_Supplied passage_
The level of commercial/multifamily mortgage debt outstanding grew by 2.6 percent in the fourth quarter, exceeding $3.3 trillion, according to the Mortgage Bankers Association (MBA) analysis of the Federal Reserve Board Flow of Funds data.

The fourth-quarter load of commercial/multifamily mortgage debt outstanding represented an increase of $84.6 billion from third-quarter 2007. Multifamily mortgage debt outstanding grew to $831 billion, an increase of $28.2 billion, or 3.5 percent, from the third quarter, which was the largest increase on record, 88 percent of which came from increases in the holdings of the government-sponsored enterprises (GSEs) and agency-and GSE-backed mortgage pools.

"Fourth-quarter increases in the level of mortgage debt outstanding were driven by increases in the holdings of commercial banks and the government-sponsored enterprises (Fannie Mae and Freddie Mac)," Jamie Woodwell, senior director commercial/multifamily research, said in a statement. "Both groups took advantage of capital market disruptions and the lack of CMBS competition to increase their holdings of commercial and multifamily mortgages."

_Raw records_

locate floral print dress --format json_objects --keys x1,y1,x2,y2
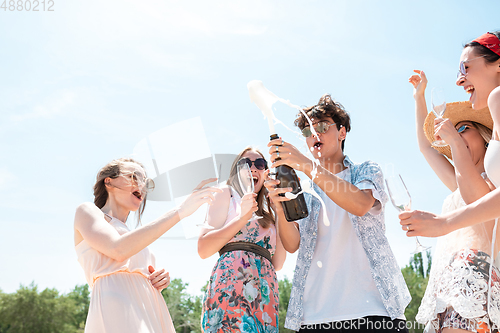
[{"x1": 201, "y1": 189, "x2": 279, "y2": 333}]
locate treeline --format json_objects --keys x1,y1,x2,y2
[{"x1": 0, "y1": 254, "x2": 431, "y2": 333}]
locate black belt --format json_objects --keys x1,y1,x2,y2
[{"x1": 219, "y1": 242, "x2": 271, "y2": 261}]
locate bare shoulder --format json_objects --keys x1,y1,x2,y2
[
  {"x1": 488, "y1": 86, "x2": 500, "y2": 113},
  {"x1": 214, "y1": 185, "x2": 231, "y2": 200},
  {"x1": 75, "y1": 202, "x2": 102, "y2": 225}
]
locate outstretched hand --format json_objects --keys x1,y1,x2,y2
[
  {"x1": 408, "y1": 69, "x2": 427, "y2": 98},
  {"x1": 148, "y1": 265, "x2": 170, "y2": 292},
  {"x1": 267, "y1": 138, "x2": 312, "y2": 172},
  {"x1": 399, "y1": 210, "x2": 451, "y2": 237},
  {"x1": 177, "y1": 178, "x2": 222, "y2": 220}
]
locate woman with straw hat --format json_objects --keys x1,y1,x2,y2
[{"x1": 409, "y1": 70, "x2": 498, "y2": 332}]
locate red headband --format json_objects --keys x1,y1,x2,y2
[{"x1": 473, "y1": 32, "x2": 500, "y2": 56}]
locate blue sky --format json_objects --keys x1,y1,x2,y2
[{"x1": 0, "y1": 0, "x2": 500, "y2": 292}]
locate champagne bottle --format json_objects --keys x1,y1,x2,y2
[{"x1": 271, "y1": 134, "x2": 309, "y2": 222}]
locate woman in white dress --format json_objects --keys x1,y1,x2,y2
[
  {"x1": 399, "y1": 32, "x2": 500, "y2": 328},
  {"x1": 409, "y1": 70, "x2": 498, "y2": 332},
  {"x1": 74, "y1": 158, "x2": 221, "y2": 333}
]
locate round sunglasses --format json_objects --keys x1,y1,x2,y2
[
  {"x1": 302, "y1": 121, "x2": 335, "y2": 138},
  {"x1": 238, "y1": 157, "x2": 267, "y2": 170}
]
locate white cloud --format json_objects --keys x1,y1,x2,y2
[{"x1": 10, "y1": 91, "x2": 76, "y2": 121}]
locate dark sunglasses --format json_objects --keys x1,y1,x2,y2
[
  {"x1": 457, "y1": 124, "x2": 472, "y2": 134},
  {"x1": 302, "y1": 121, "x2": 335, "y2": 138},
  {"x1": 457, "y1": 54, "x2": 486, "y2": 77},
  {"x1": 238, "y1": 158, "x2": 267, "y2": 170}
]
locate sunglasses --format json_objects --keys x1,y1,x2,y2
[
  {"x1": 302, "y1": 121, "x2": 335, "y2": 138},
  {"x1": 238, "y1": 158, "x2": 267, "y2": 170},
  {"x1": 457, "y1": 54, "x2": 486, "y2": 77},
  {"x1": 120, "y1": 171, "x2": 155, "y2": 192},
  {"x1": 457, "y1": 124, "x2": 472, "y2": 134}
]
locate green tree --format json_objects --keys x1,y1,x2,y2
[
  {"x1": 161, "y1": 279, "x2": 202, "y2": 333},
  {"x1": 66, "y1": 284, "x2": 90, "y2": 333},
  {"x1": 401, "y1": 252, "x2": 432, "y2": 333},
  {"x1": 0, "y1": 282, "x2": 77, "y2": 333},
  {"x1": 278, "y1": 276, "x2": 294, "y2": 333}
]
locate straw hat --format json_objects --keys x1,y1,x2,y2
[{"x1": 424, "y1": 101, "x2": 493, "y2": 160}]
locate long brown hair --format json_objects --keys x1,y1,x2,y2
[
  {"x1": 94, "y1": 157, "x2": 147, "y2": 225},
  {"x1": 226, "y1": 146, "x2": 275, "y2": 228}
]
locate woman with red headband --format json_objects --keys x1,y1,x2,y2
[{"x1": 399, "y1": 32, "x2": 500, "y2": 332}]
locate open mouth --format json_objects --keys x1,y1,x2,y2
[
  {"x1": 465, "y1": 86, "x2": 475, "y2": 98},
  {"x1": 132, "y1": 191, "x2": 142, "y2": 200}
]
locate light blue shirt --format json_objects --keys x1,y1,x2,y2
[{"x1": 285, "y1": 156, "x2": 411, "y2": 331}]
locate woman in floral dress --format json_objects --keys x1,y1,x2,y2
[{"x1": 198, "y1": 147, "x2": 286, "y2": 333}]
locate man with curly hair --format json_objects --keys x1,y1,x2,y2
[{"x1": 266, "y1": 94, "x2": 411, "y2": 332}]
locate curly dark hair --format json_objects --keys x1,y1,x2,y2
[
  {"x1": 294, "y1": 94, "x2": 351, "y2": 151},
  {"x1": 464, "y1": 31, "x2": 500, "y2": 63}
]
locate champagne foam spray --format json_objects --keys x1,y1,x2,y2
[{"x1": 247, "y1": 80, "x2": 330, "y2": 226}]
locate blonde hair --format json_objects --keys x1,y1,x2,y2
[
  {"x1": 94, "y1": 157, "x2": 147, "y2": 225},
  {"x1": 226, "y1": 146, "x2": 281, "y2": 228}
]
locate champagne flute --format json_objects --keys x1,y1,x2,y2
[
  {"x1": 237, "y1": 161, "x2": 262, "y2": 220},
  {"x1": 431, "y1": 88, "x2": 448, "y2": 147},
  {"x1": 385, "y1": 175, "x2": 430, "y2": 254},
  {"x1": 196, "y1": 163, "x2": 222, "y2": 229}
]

_To be done_
1. From the article on commercial/multifamily mortgage debt, print the part that opens with the words containing "The level of commercial/multifamily" and closes with "of Funds data.".
2. List every dollar amount that appears in the article on commercial/multifamily mortgage debt.
3. Pick up the article on commercial/multifamily mortgage debt after its last sentence and keep writing.

_Responses_
1.
The level of commercial/multifamily mortgage debt outstanding grew by 2.6 percent in the fourth quarter, exceeding $3.3 trillion, according to the Mortgage Bankers Association (MBA) analysis of the Federal Reserve Board Flow of Funds data.

2.
$3.3 trillion
$84.6 billion
$831 billion
$28.2 billion

3.
The Federal Reserve Flow of Funds data summarizes the holding of loans or, if the loans are securitized, the form of the security. For example, many life insurance companies invest both in whole loans for which they hold the mortgage note (and which appear in this data under life insurance companies) and in commercial mortgage-backed securities (CMBS), collateralized debt obligations (CDOs) and other asset-backed securities (ABS) for which the security issuers and trustees hold the note (and which appear here under CMBS, CDO and other ABS issuers).

Commercial banks continue to hold the largest share of commercial/multifamily mortgages, $1.39 trillion, or 42 percent of the total. Many of the commercial mortgage loans reported by commercial banks however, are actually "commercial and industrial" loans to which a piece of commercial property has been pledged as collateral. It is the borrower’s business income — not the income derived from the property’s rents and leases — that drives the underwriting, pricing and performance of these loans. A MBA Research PolicyNote found that among the top 10 commercial real estate bank lenders, 48 percent of their aggregate balance of commercial (non-multifamily) real estate loans were related to owner-occupied properties.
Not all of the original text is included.